>> Begin Information given
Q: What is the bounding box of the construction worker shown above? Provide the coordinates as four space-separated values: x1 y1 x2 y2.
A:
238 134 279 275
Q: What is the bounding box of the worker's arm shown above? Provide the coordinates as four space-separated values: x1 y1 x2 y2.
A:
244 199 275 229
>> End Information given
>> Begin Information given
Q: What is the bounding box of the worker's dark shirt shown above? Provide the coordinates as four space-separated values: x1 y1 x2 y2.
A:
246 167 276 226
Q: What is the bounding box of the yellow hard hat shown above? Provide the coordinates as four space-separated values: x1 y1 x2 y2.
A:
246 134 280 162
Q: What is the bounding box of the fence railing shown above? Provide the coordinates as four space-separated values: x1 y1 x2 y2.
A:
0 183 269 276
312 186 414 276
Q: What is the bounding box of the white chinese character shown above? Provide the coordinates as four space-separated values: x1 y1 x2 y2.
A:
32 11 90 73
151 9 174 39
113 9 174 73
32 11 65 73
>> End Information given
[The problem] Output the material word for word, from the line with "Q: What is the bounding box of the worker's dark" through the line with "246 134 280 162", both lines included.

[Task answer]
Q: What is the bounding box of the worker's dark shirt shown above? Provide the coordinates as four space-separated values: x1 y1 x2 y2.
A:
246 167 276 226
Q: What is the bounding box of the yellow hard hat shown above? Provide the coordinates as four space-separated values: x1 y1 x2 y2.
A:
246 134 280 162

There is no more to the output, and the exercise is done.